# WHAT IS REQUIRED:
A complete and exact copy of the entries below is the expected result.
----- INPUT DATA -----
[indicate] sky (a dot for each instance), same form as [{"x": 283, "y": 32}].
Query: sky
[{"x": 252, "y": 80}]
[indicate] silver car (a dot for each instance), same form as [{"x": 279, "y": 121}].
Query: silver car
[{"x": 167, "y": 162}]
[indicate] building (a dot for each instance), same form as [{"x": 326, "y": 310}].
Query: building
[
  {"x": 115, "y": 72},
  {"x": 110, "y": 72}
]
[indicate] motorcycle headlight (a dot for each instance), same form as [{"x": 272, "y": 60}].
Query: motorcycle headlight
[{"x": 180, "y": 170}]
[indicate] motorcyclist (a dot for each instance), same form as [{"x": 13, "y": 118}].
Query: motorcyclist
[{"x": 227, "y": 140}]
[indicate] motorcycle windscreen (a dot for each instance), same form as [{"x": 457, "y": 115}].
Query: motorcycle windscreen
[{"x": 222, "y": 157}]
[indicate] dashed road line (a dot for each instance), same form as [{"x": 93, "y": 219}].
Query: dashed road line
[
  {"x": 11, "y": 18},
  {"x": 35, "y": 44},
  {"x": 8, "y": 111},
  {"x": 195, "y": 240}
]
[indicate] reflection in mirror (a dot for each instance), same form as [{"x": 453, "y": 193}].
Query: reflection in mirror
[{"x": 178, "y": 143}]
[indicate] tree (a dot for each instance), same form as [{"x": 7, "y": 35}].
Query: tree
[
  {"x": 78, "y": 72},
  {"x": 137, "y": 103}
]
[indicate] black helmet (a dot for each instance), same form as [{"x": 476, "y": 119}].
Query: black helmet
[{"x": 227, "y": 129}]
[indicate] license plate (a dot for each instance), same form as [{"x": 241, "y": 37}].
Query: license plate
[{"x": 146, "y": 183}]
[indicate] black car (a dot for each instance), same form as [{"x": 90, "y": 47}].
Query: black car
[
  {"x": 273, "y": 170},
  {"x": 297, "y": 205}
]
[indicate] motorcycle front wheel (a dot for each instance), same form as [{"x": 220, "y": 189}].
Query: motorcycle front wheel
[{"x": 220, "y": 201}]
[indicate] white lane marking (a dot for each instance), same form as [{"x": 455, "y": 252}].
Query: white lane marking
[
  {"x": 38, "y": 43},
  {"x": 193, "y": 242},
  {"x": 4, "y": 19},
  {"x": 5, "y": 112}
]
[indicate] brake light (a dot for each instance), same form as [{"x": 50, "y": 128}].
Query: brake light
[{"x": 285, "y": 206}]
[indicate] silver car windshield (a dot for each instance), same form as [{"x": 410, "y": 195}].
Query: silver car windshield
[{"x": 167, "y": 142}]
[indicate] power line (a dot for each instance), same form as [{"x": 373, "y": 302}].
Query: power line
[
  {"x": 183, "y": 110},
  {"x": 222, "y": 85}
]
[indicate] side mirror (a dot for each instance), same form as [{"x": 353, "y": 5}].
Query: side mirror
-----
# OUTPUT FOR THIS TASK:
[indicate] sky (a dot for each instance), same form as [{"x": 283, "y": 32}].
Query: sky
[{"x": 252, "y": 80}]
[indicate] silver car (a dot for each instance), same form as [{"x": 279, "y": 121}].
Query: silver car
[{"x": 167, "y": 162}]
[indicate] building (a dot for each instance), same form as [{"x": 326, "y": 310}].
Query: building
[
  {"x": 115, "y": 72},
  {"x": 110, "y": 72}
]
[indicate] motorcycle headlight (a dot for each instance), same form as [{"x": 272, "y": 60}].
Query: motorcycle headlight
[{"x": 180, "y": 170}]
[indicate] motorcyclist (a dot for each instance), same form as [{"x": 13, "y": 118}].
Query: motorcyclist
[{"x": 227, "y": 140}]
[indicate] motorcycle windscreen (a dot for each instance), same form as [{"x": 457, "y": 115}].
Query: motorcycle windscreen
[{"x": 222, "y": 157}]
[indicate] dashed road line (a dot for each instance), same form as [{"x": 93, "y": 219}].
Query: dashed road line
[
  {"x": 11, "y": 18},
  {"x": 35, "y": 44},
  {"x": 8, "y": 111},
  {"x": 195, "y": 240}
]
[indicate] reflection in mirror (a dot for each instance), same form as [{"x": 453, "y": 193}].
Query: reflection in mirror
[{"x": 178, "y": 143}]
[indicate] tree (a dot for each instance), same form as [{"x": 7, "y": 35}].
Query: tree
[
  {"x": 78, "y": 72},
  {"x": 137, "y": 103}
]
[indicate] black helmet (a dot for each instance), same form as [{"x": 476, "y": 119}].
Query: black helmet
[{"x": 227, "y": 129}]
[indicate] license plate (a dot for each instance), same form as [{"x": 241, "y": 37}].
Query: license plate
[{"x": 146, "y": 183}]
[indicate] black car (a dot for each instance), same form as [{"x": 90, "y": 47}].
Query: black car
[
  {"x": 273, "y": 170},
  {"x": 297, "y": 205}
]
[indicate] motorcycle front wheel (a dot for each instance), same form as [{"x": 220, "y": 189}].
Query: motorcycle front wheel
[{"x": 220, "y": 201}]
[indicate] white lane marking (a dot for each instance), same form as [{"x": 455, "y": 252}].
Query: white lane marking
[
  {"x": 38, "y": 43},
  {"x": 193, "y": 242},
  {"x": 4, "y": 19},
  {"x": 5, "y": 112}
]
[indicate] brake light (a dot for each instance), same form as [{"x": 50, "y": 128}].
Query: brake light
[{"x": 285, "y": 206}]
[indicate] silver car windshield (a dot for each instance), same form as [{"x": 410, "y": 195}].
Query: silver car windshield
[{"x": 167, "y": 142}]
[indicate] power line (a dot for each instance), same form as [{"x": 373, "y": 302}].
Query: power line
[
  {"x": 183, "y": 110},
  {"x": 222, "y": 85}
]
[indicate] side mirror (a dot for each instance), same form as [{"x": 353, "y": 5}].
Query: side mirror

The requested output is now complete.